> Exercise
Reproduce the section of the listing that begins at the line containing "Target: floral pillow" and finishes at the line containing "Target: white lamp shade". Include both end lines and nothing beyond them.

BEGIN Source material

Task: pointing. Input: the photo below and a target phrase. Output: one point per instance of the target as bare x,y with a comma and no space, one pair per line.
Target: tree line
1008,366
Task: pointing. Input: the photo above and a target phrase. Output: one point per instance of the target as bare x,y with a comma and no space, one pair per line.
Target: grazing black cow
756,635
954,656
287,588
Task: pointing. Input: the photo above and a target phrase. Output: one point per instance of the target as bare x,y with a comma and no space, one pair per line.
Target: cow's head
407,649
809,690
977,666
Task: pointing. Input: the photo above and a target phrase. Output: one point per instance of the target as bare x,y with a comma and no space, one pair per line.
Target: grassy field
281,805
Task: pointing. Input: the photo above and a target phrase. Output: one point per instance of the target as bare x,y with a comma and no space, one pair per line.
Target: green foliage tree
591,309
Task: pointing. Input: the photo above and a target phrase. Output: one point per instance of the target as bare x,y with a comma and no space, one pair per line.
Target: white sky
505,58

END Source material
BEGIN Source material

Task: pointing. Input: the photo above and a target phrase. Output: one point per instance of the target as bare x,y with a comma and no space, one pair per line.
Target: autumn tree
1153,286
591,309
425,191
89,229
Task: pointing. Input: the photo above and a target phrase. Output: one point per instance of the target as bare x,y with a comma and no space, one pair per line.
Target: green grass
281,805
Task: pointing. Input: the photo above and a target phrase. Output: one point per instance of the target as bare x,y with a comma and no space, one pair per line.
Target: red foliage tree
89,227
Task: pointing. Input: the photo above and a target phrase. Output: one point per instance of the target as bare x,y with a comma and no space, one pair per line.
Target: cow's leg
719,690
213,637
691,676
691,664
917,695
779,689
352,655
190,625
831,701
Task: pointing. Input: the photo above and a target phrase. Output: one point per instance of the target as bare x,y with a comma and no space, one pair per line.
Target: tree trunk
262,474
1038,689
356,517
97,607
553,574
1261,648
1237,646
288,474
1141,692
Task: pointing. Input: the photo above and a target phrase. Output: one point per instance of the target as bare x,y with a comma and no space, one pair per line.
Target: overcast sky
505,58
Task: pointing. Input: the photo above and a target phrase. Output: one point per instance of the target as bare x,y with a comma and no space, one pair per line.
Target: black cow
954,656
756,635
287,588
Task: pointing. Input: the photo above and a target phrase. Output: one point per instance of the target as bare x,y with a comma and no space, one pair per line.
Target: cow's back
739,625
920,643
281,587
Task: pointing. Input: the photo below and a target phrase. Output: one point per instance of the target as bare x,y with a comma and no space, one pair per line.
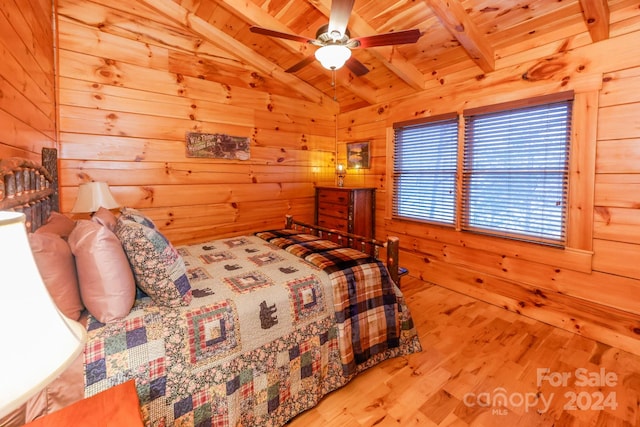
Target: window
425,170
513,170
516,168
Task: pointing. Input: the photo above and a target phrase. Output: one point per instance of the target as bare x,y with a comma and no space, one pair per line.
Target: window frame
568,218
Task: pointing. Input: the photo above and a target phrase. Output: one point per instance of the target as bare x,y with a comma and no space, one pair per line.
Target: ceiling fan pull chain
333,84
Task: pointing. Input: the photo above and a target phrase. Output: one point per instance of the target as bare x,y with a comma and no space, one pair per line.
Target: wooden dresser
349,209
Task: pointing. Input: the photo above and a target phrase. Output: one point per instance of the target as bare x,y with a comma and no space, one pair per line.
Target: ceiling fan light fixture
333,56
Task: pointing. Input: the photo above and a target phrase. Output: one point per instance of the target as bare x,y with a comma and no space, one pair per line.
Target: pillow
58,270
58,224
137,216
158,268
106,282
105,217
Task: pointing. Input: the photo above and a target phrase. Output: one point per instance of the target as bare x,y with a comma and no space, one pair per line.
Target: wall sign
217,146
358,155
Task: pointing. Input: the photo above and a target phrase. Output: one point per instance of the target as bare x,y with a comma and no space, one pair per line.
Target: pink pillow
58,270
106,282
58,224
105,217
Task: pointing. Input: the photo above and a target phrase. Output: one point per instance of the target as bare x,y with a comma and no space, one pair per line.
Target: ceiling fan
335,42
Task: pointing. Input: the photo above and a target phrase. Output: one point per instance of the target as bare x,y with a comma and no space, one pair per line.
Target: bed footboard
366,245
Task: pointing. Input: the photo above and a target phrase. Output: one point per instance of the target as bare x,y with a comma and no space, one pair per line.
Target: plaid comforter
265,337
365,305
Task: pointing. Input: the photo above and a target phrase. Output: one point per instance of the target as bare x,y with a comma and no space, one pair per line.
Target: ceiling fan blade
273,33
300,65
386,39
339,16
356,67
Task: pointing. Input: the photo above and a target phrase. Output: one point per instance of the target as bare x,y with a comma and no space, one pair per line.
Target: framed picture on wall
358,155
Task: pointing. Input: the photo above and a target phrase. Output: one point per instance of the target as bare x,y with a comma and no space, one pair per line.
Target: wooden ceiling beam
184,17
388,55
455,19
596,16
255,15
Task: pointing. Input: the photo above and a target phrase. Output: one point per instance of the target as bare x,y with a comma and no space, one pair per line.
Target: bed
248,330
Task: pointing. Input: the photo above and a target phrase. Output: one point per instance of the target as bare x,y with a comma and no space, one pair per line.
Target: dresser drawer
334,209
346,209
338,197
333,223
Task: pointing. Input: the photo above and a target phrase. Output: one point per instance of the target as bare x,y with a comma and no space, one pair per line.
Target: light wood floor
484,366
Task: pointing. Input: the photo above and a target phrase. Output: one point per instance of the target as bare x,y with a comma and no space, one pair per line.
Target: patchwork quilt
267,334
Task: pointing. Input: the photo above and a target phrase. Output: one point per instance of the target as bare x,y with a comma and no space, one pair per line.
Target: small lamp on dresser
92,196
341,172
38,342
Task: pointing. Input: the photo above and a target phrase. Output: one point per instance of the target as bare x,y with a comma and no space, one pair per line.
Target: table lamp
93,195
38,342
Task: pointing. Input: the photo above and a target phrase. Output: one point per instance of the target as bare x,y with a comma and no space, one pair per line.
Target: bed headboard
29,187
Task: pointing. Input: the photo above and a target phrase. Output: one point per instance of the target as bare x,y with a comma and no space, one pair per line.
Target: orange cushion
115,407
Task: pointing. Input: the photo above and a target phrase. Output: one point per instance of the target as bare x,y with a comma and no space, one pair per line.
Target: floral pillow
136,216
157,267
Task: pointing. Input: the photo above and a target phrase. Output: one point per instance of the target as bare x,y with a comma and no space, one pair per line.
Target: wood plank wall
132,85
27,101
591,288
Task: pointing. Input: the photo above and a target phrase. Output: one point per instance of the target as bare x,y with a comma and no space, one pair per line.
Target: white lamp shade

END Source material
BEGIN Source material

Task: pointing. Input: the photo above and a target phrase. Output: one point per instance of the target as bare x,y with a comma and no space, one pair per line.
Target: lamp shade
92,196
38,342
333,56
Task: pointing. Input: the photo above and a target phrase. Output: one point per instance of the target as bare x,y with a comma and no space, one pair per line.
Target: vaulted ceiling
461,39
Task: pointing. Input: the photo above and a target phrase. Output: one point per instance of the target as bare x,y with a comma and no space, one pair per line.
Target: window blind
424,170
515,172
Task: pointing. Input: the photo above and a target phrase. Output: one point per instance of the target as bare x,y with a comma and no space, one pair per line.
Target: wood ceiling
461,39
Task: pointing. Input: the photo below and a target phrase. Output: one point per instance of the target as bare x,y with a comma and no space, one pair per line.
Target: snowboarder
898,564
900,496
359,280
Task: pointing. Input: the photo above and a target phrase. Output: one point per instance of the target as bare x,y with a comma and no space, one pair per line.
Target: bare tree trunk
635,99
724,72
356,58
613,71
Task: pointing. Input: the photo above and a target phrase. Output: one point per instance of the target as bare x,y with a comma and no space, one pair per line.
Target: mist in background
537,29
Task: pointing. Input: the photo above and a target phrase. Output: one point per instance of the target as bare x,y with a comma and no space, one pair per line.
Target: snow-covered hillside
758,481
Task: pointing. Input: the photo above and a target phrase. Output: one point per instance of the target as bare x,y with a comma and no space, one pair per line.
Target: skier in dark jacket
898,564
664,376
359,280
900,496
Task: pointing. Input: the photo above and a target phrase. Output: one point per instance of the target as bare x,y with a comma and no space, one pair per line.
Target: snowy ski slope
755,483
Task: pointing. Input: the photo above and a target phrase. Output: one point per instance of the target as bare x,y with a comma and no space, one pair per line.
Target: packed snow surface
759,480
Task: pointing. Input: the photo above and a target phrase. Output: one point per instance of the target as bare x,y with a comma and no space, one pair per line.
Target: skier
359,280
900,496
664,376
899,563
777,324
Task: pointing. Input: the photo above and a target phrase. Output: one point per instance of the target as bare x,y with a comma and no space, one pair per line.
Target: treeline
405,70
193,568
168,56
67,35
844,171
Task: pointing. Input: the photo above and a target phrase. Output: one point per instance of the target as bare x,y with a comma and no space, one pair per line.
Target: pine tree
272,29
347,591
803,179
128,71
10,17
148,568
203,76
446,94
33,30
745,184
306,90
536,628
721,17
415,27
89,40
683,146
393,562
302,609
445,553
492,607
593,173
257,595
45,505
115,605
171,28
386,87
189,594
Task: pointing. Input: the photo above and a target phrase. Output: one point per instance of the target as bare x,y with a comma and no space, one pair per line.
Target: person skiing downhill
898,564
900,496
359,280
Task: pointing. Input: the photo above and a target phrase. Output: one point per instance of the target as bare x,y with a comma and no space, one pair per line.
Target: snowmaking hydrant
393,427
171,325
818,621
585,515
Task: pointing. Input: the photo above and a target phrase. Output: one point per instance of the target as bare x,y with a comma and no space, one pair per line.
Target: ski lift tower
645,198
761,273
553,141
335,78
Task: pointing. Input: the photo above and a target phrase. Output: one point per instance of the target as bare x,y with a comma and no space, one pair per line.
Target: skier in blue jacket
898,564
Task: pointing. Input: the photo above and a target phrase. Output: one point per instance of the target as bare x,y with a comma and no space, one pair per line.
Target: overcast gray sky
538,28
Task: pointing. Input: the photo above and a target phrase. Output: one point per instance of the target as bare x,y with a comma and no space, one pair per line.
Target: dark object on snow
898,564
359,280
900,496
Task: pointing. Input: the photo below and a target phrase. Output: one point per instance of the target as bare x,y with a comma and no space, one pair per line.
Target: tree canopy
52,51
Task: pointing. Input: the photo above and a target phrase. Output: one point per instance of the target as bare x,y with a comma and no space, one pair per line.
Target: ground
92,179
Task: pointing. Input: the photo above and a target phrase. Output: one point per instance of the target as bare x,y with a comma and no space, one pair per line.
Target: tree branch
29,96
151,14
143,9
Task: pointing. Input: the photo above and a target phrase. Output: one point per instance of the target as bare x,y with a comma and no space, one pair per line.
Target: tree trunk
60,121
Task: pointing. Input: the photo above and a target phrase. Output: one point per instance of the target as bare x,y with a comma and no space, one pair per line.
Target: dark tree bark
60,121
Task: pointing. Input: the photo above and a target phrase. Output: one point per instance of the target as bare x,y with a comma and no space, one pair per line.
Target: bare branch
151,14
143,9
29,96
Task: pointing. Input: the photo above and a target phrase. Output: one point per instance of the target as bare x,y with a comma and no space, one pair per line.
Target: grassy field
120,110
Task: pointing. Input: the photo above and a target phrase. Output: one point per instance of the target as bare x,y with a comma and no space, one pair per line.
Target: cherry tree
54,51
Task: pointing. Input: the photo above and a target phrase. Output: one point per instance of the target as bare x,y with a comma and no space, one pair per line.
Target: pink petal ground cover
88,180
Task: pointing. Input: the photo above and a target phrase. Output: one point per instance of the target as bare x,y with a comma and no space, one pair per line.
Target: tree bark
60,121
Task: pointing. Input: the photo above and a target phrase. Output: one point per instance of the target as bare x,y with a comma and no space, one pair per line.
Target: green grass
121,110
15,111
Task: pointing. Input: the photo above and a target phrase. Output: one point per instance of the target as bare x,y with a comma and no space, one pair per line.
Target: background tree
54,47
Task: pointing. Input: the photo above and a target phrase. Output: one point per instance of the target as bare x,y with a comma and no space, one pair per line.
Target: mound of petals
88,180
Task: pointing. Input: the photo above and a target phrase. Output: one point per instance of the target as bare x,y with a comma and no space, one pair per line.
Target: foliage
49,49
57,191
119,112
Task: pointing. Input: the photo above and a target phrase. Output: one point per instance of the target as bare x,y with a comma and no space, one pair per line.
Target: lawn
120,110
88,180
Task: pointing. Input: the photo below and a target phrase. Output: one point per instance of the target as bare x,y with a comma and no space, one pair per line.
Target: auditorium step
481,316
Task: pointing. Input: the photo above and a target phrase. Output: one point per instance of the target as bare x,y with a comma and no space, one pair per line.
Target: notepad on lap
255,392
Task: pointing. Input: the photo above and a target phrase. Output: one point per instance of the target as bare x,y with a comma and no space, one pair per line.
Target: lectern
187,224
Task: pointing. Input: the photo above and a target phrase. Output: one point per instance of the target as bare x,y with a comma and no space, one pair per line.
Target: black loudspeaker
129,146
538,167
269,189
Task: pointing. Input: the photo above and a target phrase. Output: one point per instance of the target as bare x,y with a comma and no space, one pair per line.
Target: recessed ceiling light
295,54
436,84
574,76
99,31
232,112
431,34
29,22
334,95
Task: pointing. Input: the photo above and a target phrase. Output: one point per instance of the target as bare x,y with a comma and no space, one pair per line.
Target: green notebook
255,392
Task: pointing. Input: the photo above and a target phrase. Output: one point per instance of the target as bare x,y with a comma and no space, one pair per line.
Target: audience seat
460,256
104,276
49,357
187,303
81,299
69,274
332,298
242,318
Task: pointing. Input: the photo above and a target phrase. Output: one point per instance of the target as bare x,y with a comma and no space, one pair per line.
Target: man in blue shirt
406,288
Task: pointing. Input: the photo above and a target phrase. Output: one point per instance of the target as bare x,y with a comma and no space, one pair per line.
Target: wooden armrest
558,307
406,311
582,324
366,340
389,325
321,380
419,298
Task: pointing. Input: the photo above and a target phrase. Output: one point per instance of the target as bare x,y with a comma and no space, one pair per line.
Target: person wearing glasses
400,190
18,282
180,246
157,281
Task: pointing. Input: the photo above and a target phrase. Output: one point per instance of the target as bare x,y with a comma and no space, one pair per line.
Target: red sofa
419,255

END Source material

> Answer below
Target: floral pillow
136,216
157,267
Task: pointing. Input: the photo above and a target phrase. Output: one point per instance of the target as bare x,y with a comma and no space, one pair per line.
Target: wood plank wall
132,85
27,101
591,288
Task: pointing. Input: the photo above and a target phrase. Output: one point per instance of the target as bare x,y with a comma and no space, one pair per line.
Target: white lamp shade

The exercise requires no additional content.